> **Jobs**
[1] Answer these questions about the Deportivo Riestra text, one per line:
(a) What is the capacity of Guillermo Laza Stadium?
(b) Which team beat Riestra 3–2 in its official debut?
(c) In what year did Riestra win the Reclasificación tournament?
[2] Carry on the Deportivo Riestra text, picking up after its final sentence.

> **Text to read**
# # #
Asociación de Fomento Deportivo Riestra Barrio Colón, also known as Deportivo Riestra, is an Argentine sports club from Buenos Aires. The club is mainly focused on football, with the senior squad currently playing in Primera B Nacional, the second division of the Argentine league system. Besides, the futsal team plays in Primera D, the fourth tier division. Deportiva Riestra also has youth and women's teams competing in different tournaments and divisions.

The club headquarters are located in the Nueva Pompeya neighbourhood, with Guillermo Laza Stadium of Villa Soldati as venue for football matches. The stadium has a capacity of 3,000. 

Apart from football, Riestra is affiliated to the "Federación Metropolitana de Ajedrez" (Metropolitan Chess Federation).

History

Initial years

The origins of Deportivo Riestra trace back to 1929, when a group of youths from Nueva Pompeya formed a football team to compete in local tournaments. They became known as "the Riestra ones", due to the name of the avenue where they used to gather, right next to a milk store. On February 22, 1931 they formally founded the club, and they rented a place as headquarters later that year.

Riestra affiliated to the Argentine Football Association in 1946, after negotiations by Pascual Trímboli, then president of the club and later head of department in the Association. The Blanquinegro official debut was a 3–2 loss against San Telmo. Riestra played those years in Primera C, but they were later transferred to the new Primera D, becoming one of the founder squads of that division. In 1950 Riestra inaugurated its first stadium in the Villa Soldati neighbourhood.

First achievement and stay in Primera C
Riestra won its first official tournament in 1953, as Primera D champions. The Blanquinegro squad earned 39 points in 26 games, with a 2-point lead against Juventud de Bernal, in a tournament that also featured Almirante Brown and Deportivo Morón. Deportivo Riestra stayed in Primera C for the next two decades, but without any successful seasons the club was not close to promotion positions. An 18th place in 1963 would have meant relegation for them, but the annulment of relegations that year allowed the team to stay. Riestra won the Reclasificación tournament in 1969, a playoff involving many teams trying to avoid relegation, which would be the only achievement for them in this spell in Primera C. In 1971 the club had its current name after merging with 'Asociación de Fomento Barrio Colón', an organization established in 1929 by businessmen and professionals that performed social activities and lobbied for improvements in the neighbourhood.
# # #
> **Data listing**
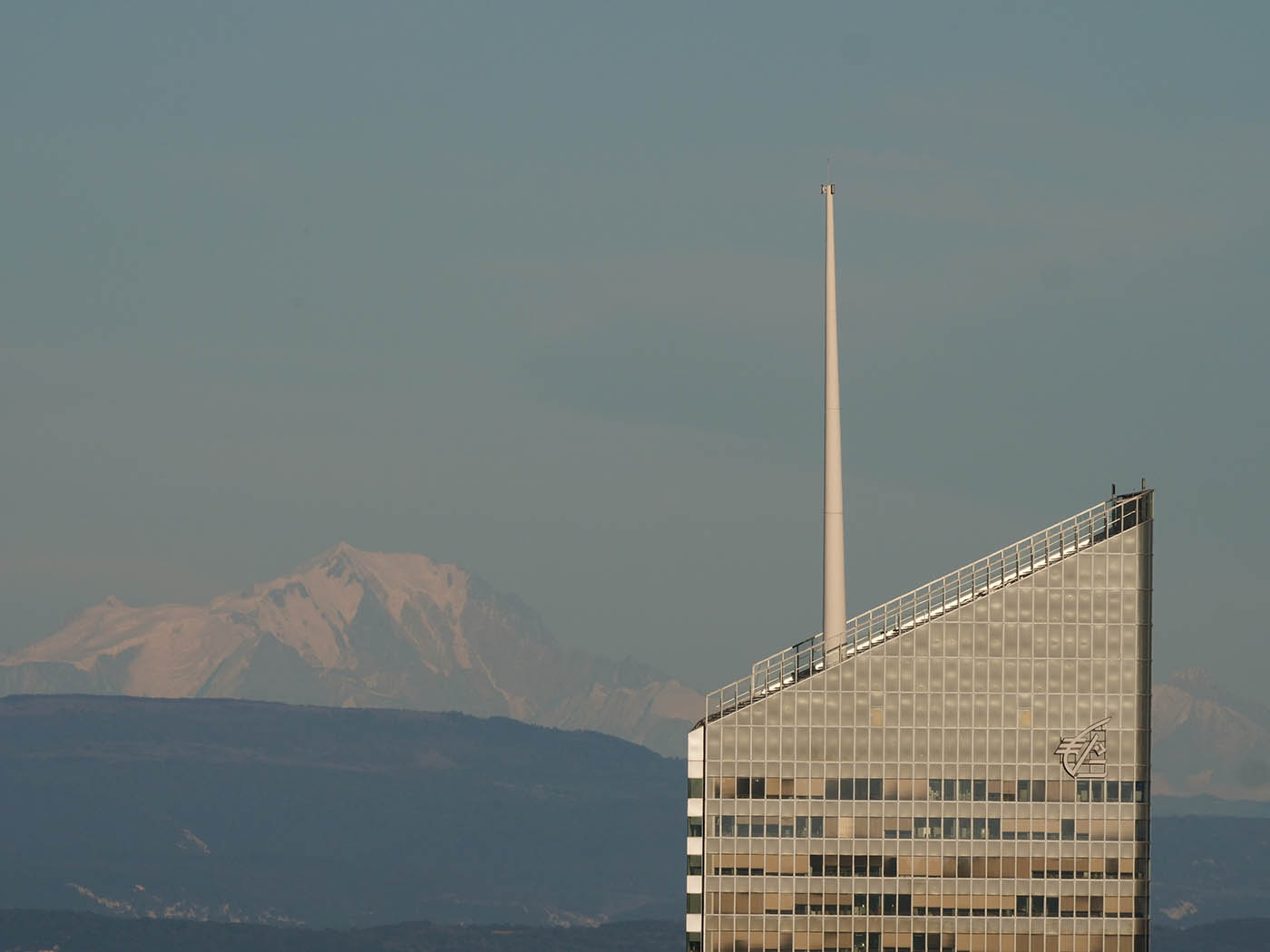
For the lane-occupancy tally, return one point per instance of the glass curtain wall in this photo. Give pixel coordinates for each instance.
(978, 782)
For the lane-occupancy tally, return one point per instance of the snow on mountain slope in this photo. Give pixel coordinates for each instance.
(359, 628)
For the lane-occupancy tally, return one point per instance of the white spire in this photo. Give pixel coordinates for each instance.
(835, 559)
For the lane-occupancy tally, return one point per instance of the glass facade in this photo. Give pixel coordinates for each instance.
# # #
> **In response**
[1]
(a) 3,000
(b) San Telmo
(c) 1969

[2]
Riestra's performance changed in 1977, when the Blanquinegro achieved third place in the Primera C tournament that, even when distance to champions Sarmiento was 10 points, indicated a better shape in play. However, the next seasons showed the team back in the last positions. Finally, Riestra finished last in the 1981 tournament and was relegated for the first time, in the same year that the military dictatorship took its stadium to build a highway.

Instability and revival
The return to Primera D wouldn't have Riestra in the top positions, but more frequently in the middle of the table. In 1986, after a restructuring of AFA tournaments, a six-month season was played with promotion for the top six teams. Riestra qualified to the Final Round of the tournament after finishing third in its pool with 13 points, only one ahead of rivals Sacachispas. The Blanquinegro then won 4 out of 5 games in the Final Round, winning the tournament and promoting back to Primera C.

The following years were unstable for them, who were not able to keep their spot in Primera C after relegation in its first season back. Three seasons later, Riestra suffered its first (and so far only) disaffiliation after being last in Primera D averages. The season out of competition meant a revival for Riestra, that achieved success in the following season, qualifying for the playoff tournaments three years in a row. In the 1993–94 season, the Blanquinegro squad achieved to be runners-up of both Apertura and Clausura tournaments, and won the playoff championship after defeating Lamadrid 7–0 on aggregate. and Cañuelas 3–2 in the finals. They achieved promotion to Primera C again with a campaign that starred Francisco Berscé as goalkeeper and Julio Sánchez as top scorer, with 19 goals.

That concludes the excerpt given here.